══ RECORDS FOR PROCESSING
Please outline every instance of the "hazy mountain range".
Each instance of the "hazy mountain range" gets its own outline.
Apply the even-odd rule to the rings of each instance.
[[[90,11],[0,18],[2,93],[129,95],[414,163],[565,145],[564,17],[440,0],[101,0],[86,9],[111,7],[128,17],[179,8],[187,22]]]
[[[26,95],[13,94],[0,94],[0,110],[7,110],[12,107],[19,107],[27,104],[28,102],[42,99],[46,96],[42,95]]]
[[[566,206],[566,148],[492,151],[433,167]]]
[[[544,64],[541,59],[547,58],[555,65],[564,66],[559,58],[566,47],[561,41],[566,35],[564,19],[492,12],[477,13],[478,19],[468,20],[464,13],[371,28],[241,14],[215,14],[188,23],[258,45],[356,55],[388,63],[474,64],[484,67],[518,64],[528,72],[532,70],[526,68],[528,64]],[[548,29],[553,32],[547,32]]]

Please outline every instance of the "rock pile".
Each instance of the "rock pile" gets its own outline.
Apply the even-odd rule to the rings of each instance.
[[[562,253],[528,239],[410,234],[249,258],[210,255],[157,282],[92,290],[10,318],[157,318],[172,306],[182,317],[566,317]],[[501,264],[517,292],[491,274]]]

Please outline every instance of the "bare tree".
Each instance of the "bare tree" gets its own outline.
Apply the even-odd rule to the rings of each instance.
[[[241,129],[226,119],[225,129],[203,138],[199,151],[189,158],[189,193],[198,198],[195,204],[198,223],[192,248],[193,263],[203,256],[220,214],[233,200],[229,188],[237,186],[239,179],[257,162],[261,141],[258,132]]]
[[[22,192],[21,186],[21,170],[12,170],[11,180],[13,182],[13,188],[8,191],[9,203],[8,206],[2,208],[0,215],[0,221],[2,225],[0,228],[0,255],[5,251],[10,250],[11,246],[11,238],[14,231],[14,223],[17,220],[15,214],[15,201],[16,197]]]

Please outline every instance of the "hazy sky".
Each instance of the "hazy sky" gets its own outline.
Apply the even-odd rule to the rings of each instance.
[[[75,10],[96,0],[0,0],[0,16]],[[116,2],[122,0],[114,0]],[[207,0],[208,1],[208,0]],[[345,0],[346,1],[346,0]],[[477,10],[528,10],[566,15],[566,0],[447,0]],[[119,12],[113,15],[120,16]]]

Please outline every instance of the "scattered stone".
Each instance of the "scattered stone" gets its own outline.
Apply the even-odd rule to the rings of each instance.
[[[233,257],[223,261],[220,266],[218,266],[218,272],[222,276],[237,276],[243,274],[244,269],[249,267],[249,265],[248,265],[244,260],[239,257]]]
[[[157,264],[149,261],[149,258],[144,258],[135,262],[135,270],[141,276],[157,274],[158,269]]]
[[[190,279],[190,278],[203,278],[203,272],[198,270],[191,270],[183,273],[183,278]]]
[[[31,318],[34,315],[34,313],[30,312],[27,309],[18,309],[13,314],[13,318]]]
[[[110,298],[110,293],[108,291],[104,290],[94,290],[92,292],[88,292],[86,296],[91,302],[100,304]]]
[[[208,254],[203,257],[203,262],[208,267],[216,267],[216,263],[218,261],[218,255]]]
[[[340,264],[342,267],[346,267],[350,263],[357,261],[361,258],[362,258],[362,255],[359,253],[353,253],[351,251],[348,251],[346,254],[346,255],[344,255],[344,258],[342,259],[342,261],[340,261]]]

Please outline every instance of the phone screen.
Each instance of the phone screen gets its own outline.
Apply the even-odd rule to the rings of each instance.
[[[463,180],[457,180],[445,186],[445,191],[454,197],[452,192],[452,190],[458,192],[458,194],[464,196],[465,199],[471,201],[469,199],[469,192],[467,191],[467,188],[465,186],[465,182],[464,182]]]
════
• **WHAT YOU WILL DO**
Return, unchanged, every line from the one containing "Please outline every instance of the phone" through the end of the records, with both ends included.

• **RESPONSE**
Please outline every instance of the phone screen.
Each instance of the phone screen gets its own outline.
Apply the even-odd rule to the rings of each instance.
[[[463,180],[457,180],[445,186],[445,191],[454,197],[452,192],[452,190],[458,192],[458,194],[464,196],[465,199],[471,201],[469,199],[469,192],[467,191],[467,188],[465,186],[465,182],[464,182]]]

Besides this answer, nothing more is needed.